▸ **Your objective**: Rewrite the rows below from the line containing "of the cabinet" through the end of the rows, requests included. Multiply each x and y coordinate in the answers by 2.15 and round to whole numbers, with halves rounding up, but leave the numbers in the requests and their format samples unchanged.

····················

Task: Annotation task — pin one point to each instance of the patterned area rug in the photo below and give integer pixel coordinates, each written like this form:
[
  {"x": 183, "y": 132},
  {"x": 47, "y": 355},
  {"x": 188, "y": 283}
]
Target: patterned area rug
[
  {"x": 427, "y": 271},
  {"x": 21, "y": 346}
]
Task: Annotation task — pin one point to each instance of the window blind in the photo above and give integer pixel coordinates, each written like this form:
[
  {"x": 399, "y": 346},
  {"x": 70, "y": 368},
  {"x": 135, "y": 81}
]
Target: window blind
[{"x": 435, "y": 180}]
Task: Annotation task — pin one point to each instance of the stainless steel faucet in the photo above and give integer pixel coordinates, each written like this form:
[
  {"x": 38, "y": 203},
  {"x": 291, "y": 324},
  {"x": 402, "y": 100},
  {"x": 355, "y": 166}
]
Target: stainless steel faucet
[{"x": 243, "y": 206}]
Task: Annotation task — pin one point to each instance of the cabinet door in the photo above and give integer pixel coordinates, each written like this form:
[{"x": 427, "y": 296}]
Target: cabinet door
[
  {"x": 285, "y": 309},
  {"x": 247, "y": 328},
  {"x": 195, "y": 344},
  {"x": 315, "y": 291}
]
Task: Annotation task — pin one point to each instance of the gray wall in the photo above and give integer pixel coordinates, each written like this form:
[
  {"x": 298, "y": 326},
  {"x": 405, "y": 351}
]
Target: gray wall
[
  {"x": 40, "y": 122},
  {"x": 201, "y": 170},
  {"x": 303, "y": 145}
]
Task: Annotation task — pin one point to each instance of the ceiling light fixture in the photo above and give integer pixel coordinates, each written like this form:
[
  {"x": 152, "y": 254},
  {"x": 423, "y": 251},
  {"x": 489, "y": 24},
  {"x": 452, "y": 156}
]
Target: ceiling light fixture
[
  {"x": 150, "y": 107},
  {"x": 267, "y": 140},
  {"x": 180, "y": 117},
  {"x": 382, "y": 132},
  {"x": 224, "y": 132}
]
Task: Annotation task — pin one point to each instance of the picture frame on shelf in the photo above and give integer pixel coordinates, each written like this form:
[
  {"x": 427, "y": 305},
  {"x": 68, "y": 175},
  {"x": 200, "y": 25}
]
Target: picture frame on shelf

····················

▸ **Output**:
Task: Annotation task — pin one point to each instance of the cabinet door in the photo above and give integer pixel coordinates, each written like this form:
[{"x": 427, "y": 296}]
Target: cabinet door
[
  {"x": 613, "y": 664},
  {"x": 531, "y": 705},
  {"x": 419, "y": 740},
  {"x": 677, "y": 626}
]
Task: Annotation task — pin one point to each instance of the gray wall in the photo above and give integer pixel coordinates, each written like this form:
[
  {"x": 298, "y": 326},
  {"x": 405, "y": 351}
]
Target: gray wall
[
  {"x": 86, "y": 262},
  {"x": 432, "y": 366},
  {"x": 651, "y": 312}
]
Task: Annotation task — pin one point to each instance of the ceiling light fixture in the photo above and give integer pixel coordinates, each written like this form:
[
  {"x": 152, "y": 254},
  {"x": 423, "y": 251},
  {"x": 489, "y": 24},
  {"x": 452, "y": 156}
]
Target: ceiling light fixture
[
  {"x": 323, "y": 230},
  {"x": 574, "y": 301},
  {"x": 387, "y": 252},
  {"x": 821, "y": 284},
  {"x": 482, "y": 284}
]
Task: Annotation task — pin one point to each instance of the picture frame on shelf in the photo above and give integer pixel coordinates, each written like this form:
[
  {"x": 427, "y": 305},
  {"x": 68, "y": 175},
  {"x": 200, "y": 25}
]
Target: picture frame on shelf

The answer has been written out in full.